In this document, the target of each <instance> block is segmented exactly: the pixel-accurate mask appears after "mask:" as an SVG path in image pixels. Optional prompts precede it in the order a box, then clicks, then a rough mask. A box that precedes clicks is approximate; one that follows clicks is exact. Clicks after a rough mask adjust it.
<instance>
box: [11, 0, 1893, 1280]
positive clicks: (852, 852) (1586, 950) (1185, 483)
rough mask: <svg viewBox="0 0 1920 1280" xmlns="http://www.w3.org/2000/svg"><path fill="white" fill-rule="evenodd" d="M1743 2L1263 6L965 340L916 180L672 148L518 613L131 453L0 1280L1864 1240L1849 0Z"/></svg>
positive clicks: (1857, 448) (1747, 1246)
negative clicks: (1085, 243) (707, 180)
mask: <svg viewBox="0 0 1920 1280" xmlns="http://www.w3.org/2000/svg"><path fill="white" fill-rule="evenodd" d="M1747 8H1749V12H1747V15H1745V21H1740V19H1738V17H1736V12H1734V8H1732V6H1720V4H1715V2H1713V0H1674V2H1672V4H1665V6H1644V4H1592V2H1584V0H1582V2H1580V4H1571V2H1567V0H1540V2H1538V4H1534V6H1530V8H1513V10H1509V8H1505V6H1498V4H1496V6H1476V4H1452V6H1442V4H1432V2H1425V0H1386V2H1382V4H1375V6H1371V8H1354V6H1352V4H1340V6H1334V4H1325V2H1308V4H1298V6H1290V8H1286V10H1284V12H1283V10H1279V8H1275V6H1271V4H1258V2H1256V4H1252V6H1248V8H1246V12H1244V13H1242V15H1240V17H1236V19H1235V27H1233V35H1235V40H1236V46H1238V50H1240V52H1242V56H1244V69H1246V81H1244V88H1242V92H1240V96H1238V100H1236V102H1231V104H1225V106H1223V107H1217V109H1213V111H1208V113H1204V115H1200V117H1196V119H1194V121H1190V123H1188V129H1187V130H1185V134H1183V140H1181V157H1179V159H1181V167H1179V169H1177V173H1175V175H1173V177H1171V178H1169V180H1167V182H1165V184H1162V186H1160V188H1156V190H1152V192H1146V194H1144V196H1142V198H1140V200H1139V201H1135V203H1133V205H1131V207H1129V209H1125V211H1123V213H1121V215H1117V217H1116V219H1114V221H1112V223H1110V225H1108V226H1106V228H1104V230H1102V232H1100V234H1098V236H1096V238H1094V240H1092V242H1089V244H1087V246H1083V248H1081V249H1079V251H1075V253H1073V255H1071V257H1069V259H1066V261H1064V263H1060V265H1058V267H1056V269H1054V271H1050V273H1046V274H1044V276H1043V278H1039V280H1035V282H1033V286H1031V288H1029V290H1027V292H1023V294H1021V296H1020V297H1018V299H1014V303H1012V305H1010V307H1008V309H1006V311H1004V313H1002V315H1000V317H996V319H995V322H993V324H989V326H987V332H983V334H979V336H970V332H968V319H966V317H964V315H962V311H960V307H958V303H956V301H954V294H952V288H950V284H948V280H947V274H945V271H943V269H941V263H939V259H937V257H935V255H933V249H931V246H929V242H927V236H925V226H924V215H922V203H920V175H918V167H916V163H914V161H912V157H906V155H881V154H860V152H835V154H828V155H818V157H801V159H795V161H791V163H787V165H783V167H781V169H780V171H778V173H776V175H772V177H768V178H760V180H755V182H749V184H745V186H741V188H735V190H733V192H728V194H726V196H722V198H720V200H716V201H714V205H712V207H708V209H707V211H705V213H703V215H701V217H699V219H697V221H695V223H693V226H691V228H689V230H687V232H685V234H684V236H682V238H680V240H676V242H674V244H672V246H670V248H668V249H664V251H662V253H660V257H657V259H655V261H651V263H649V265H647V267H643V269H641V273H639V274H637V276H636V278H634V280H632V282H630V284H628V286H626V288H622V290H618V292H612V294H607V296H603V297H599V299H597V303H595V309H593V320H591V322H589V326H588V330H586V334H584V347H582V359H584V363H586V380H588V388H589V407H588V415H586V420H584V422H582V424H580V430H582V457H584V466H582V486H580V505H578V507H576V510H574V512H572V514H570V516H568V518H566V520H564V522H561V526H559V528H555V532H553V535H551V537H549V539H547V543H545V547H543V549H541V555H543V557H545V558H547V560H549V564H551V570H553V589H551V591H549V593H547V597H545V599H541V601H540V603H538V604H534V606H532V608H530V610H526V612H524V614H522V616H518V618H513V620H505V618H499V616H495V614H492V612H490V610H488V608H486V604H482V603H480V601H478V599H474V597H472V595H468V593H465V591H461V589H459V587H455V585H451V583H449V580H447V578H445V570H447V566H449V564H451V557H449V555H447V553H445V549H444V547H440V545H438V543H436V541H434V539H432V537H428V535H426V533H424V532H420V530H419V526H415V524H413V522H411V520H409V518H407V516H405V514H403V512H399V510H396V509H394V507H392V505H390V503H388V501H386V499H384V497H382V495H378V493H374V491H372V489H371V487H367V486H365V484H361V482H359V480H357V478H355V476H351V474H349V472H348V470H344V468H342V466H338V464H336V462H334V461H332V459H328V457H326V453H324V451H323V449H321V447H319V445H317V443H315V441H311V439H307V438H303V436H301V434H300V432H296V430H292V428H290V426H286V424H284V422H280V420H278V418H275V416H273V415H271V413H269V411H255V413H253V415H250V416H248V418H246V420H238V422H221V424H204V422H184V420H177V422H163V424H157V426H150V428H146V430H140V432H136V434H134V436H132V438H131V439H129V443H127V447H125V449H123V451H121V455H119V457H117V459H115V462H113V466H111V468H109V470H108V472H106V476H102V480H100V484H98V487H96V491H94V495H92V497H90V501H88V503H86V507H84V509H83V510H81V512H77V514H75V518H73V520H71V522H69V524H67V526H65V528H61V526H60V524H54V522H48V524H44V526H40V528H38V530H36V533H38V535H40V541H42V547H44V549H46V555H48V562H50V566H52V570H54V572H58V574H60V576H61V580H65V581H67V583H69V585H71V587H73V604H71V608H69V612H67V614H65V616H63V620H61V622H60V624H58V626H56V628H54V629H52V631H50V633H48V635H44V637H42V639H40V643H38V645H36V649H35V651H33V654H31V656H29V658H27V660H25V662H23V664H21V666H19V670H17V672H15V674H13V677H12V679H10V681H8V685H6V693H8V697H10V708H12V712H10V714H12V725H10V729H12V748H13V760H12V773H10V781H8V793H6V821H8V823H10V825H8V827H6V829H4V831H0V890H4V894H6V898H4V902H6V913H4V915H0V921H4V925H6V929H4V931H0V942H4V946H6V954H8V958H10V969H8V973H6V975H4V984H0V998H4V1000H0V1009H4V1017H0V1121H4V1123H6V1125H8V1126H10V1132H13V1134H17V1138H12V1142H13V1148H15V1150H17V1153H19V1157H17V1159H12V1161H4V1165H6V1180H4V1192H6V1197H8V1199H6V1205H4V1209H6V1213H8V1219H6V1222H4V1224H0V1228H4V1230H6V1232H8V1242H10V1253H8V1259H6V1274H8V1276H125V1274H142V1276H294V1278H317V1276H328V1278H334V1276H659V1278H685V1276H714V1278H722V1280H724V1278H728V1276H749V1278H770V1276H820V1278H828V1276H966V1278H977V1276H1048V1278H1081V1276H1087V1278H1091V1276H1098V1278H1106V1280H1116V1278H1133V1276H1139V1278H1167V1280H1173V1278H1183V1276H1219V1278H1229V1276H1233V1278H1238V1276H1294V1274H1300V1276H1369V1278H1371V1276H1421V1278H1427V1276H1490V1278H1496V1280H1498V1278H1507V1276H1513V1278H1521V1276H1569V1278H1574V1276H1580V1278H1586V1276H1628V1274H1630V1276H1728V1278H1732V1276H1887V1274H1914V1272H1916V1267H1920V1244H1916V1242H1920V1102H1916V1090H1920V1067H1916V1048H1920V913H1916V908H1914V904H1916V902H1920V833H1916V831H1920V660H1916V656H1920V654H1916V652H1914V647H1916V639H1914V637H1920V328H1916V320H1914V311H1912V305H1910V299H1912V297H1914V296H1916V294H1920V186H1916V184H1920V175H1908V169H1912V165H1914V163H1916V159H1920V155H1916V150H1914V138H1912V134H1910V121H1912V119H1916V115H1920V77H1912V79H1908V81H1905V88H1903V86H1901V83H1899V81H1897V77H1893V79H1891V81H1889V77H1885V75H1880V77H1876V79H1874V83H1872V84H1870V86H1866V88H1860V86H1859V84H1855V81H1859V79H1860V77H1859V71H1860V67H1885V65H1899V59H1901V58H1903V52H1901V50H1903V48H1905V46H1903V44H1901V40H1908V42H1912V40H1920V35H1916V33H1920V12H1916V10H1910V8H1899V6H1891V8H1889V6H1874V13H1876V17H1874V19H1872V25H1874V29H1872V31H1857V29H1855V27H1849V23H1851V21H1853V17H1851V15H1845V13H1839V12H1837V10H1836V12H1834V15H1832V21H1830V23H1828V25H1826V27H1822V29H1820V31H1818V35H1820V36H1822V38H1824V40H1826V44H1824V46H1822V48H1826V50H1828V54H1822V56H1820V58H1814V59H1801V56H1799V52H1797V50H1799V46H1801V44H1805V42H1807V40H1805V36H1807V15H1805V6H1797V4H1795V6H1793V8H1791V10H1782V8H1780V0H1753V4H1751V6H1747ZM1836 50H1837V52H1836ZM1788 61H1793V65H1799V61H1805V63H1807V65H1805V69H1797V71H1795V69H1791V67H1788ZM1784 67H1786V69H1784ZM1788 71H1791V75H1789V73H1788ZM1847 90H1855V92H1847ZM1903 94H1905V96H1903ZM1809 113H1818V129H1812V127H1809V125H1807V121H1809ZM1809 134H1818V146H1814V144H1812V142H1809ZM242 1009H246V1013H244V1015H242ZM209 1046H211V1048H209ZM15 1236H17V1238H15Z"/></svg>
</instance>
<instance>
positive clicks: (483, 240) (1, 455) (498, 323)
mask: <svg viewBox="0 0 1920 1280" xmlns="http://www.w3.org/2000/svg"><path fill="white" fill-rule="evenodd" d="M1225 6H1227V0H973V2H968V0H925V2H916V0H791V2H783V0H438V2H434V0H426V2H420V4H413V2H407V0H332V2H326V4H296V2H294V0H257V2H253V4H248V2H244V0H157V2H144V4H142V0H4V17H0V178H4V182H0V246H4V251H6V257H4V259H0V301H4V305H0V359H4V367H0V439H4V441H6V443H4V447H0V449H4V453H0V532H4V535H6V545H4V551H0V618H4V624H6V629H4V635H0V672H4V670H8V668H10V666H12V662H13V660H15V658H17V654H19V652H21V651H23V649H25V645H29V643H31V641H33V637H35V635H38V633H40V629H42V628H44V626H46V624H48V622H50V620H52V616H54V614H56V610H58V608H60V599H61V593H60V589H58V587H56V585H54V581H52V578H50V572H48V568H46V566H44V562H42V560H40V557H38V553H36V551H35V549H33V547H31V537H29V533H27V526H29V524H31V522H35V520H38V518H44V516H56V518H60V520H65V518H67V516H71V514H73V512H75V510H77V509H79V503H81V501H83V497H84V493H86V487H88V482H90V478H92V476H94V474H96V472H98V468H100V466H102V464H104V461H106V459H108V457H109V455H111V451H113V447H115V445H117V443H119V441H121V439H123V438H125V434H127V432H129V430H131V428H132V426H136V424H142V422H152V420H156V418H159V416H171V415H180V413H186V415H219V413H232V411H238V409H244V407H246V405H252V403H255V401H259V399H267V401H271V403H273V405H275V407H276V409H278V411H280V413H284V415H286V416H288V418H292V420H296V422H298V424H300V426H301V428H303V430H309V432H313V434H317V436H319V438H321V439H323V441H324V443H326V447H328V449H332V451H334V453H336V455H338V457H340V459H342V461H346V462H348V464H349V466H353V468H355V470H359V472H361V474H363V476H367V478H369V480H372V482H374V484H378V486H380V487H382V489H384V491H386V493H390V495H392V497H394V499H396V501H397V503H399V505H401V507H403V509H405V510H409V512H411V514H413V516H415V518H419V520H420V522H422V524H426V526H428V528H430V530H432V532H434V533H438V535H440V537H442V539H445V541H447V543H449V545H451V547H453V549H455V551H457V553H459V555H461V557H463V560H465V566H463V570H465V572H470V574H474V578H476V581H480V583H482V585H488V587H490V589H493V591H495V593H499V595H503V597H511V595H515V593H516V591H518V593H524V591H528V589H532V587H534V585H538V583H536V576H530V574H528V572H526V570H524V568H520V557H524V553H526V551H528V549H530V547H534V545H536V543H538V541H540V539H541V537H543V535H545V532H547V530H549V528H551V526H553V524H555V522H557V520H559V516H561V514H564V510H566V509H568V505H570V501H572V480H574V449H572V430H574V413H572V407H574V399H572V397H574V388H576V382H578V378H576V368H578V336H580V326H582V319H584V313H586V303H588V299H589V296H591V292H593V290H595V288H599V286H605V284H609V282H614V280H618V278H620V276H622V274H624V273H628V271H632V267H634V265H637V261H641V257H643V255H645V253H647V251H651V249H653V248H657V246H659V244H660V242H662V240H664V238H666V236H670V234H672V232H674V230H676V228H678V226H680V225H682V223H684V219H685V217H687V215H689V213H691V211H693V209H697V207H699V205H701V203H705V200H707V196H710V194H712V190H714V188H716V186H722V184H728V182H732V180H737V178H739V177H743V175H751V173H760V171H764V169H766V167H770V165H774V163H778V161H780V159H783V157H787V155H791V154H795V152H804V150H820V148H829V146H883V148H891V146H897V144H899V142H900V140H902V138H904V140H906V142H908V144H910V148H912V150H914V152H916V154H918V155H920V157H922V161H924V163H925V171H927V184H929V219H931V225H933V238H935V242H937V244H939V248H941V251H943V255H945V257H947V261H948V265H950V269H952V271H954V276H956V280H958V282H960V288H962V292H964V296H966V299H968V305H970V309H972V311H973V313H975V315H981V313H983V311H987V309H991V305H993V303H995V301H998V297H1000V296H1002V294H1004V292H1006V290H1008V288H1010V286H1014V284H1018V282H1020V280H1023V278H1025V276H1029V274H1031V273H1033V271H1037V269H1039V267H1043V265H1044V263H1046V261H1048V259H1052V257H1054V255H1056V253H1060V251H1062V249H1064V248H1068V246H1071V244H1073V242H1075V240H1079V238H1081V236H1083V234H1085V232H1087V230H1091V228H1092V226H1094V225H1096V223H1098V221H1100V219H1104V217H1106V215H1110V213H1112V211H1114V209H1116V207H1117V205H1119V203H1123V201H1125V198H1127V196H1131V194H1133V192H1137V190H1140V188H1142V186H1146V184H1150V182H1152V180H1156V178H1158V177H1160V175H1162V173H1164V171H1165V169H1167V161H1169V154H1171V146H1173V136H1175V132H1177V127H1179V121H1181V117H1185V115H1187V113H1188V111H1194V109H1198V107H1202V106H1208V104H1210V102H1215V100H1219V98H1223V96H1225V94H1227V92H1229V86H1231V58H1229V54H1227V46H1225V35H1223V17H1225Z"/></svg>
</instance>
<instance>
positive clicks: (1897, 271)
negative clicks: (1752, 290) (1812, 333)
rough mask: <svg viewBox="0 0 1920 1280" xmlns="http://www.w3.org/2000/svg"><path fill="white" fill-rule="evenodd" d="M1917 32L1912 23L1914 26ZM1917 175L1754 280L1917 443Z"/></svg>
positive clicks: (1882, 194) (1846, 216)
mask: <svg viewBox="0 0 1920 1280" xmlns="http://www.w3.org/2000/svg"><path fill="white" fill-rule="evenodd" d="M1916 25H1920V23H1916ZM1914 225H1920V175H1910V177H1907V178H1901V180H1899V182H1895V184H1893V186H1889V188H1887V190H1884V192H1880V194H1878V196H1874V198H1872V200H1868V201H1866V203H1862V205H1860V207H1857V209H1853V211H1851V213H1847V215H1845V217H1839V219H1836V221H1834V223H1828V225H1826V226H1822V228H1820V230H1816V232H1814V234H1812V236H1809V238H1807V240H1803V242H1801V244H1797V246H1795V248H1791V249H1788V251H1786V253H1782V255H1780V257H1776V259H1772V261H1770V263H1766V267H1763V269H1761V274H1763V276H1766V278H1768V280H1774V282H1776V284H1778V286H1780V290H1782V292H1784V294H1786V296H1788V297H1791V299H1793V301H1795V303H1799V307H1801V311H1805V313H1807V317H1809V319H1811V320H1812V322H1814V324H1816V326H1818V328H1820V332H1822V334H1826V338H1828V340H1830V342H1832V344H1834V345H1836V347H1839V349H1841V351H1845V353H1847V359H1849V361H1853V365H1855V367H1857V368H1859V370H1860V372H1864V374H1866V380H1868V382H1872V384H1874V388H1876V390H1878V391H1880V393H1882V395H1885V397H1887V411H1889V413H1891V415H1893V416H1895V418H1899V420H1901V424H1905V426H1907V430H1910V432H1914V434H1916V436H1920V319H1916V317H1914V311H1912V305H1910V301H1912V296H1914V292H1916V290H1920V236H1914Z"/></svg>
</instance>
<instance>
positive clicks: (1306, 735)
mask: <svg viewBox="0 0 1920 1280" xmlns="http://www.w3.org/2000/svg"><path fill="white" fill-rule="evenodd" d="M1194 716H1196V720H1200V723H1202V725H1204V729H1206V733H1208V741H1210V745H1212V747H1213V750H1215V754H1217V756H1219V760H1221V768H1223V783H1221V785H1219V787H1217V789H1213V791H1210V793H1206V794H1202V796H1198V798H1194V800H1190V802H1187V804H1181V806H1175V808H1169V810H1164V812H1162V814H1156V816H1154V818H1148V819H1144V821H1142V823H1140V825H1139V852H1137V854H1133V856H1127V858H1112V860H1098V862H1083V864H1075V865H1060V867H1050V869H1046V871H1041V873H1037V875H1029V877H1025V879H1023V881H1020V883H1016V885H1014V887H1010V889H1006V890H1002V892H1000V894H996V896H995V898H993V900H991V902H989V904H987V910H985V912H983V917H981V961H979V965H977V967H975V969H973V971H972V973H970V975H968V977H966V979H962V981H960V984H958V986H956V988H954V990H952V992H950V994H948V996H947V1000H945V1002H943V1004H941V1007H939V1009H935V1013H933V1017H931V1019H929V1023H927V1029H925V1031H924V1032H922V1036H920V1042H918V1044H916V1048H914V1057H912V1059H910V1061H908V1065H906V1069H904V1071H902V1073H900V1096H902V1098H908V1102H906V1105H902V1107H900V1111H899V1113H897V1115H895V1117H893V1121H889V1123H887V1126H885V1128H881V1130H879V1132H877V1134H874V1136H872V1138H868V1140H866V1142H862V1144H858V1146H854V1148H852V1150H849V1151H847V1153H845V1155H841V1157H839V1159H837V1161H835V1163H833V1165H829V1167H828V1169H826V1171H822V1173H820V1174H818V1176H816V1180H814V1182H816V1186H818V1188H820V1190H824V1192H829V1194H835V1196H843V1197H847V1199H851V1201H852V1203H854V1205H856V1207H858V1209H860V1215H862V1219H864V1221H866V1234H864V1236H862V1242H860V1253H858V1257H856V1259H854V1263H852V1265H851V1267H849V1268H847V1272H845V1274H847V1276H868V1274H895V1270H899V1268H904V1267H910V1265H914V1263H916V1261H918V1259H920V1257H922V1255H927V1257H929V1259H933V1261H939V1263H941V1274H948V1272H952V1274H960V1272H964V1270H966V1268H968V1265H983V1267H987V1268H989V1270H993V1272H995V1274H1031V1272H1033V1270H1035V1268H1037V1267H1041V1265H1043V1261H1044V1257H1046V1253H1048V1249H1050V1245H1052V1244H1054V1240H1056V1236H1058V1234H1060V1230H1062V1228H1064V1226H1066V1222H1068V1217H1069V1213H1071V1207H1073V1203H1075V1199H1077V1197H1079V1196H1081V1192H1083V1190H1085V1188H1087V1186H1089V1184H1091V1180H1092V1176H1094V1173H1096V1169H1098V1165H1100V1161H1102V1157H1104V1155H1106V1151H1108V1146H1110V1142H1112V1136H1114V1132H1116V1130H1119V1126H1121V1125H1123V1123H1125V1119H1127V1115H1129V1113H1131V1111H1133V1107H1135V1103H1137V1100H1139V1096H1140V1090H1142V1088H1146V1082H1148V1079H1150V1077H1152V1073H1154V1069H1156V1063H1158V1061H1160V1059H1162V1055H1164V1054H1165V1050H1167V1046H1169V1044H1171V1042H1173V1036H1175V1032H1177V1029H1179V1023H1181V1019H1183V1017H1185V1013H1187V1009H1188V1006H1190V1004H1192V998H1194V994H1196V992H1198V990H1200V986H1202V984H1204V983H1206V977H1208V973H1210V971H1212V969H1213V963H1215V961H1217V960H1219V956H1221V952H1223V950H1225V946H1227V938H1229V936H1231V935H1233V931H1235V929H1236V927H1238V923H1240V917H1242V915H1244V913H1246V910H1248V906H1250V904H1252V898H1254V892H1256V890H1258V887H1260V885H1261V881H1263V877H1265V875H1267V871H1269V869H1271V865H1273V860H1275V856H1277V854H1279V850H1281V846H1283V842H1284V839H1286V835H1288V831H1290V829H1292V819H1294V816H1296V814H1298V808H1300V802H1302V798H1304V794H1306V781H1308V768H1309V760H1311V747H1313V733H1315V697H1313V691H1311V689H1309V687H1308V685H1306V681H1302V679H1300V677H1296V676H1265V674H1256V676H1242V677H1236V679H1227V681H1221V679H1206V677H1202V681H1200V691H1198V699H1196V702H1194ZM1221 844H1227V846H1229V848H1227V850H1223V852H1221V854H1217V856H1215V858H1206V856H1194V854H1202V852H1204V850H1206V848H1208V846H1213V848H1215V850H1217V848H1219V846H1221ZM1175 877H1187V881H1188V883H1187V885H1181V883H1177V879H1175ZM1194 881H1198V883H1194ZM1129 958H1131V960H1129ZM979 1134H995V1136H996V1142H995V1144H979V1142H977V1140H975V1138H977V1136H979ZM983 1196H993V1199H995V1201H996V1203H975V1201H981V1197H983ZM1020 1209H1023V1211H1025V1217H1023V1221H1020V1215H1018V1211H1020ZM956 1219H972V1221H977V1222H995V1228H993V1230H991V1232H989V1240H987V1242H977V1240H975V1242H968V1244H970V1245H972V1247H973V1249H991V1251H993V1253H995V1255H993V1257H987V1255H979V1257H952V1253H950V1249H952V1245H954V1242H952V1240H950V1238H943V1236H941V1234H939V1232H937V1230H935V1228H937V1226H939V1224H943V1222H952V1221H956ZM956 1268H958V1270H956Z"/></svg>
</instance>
----
ABOUT THIS TASK -> Convert the data from its first line up to and including the line with "box: [11, 0, 1893, 1280]" into a Markdown table. Use the columns Row and Line, number each line, and leave out blank lines.

EXERCISE OUTPUT ->
| Row | Line |
|---|---|
| 1 | In this document, the target of each <instance> block is segmented exactly: the pixel-accurate mask appears after "mask:" as an SVG path in image pixels. Optional prompts precede it in the order a box, then clicks, then a rough mask. A box that precedes clicks is approximate; one that follows clicks is exact. Clicks after a rough mask adjust it. |
| 2 | <instance> |
| 3 | box: [11, 0, 1893, 1280] |